**Goal of the exercise:** Put every line of the rows below into a numbered list, leaving out the blank lines.

**Data to use:**
────
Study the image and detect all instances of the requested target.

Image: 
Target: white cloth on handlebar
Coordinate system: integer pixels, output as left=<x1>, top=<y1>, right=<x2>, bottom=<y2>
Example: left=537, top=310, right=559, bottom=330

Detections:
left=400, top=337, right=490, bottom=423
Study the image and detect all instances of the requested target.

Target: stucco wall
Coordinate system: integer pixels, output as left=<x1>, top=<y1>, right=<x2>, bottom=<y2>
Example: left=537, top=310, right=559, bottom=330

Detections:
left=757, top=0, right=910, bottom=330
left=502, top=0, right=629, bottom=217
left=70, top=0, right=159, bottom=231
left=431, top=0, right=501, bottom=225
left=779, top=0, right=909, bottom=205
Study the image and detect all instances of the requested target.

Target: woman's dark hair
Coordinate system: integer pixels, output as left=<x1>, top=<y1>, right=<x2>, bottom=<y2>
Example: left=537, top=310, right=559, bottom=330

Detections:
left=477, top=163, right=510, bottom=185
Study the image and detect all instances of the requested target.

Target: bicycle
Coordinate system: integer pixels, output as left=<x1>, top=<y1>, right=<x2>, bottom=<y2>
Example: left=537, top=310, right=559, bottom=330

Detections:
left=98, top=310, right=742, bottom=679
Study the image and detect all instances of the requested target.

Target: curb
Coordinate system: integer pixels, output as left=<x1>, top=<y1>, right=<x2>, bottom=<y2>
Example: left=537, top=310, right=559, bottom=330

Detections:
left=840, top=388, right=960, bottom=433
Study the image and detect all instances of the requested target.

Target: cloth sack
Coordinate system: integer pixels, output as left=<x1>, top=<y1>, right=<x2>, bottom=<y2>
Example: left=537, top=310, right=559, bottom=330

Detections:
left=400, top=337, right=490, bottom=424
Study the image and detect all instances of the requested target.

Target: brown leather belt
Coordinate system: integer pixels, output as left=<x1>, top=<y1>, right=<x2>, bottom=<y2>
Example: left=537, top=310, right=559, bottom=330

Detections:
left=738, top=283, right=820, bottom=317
────
**Written reply:**
1. Study the image and detect all instances of the requested target.
2. Image: 
3. Target: white cloth on handlebar
4. Coordinate system: integer pixels, output as left=<x1>, top=<y1>, right=<x2>, bottom=<y2>
5. Example: left=537, top=310, right=559, bottom=330
6. Detections:
7. left=400, top=337, right=490, bottom=423
8. Study the image and detect all instances of the requested target.
9. Target: stucco wall
10. Coordinate system: integer pixels, output as left=<x1>, top=<y1>, right=<x2>, bottom=<y2>
11. Example: left=537, top=310, right=559, bottom=330
12. Detections:
13. left=757, top=0, right=910, bottom=330
14. left=502, top=0, right=629, bottom=217
15. left=70, top=0, right=159, bottom=231
16. left=431, top=0, right=501, bottom=225
17. left=779, top=0, right=909, bottom=205
18. Study the image and detect all instances of the requested target.
19. Target: woman's dark hair
20. Coordinate system: integer pixels, output as left=<x1>, top=<y1>, right=<x2>, bottom=<y2>
21. Example: left=537, top=310, right=559, bottom=330
22. Detections:
23. left=477, top=163, right=510, bottom=185
24. Study the image and detect all instances of the requested target.
25. Target: bicycle
26. Coordinate system: integer pixels, output as left=<x1>, top=<y1>, right=<x2>, bottom=<y2>
27. Example: left=537, top=310, right=559, bottom=330
28. Detections:
29. left=98, top=310, right=742, bottom=679
30. Study the image and detect all instances of the requested target.
31. Target: curb
32. Coordinate system: integer pixels, output as left=<x1>, top=<y1>, right=<x2>, bottom=<y2>
33. Example: left=537, top=310, right=559, bottom=330
34. Detections:
35. left=840, top=388, right=960, bottom=433
36. Study the image and detect all instances of the requested target.
37. Target: cloth sack
38. Coordinate system: integer pixels, output as left=<x1>, top=<y1>, right=<x2>, bottom=<y2>
39. Example: left=537, top=310, right=559, bottom=330
40. Detections:
41. left=400, top=337, right=490, bottom=424
42. Study the image and detect all instances of the requested target.
43. Target: brown leather belt
44. Coordinate system: integer pixels, output as left=<x1>, top=<y1>, right=<x2>, bottom=<y2>
45. Example: left=537, top=310, right=559, bottom=330
46. Detections:
47. left=738, top=283, right=820, bottom=317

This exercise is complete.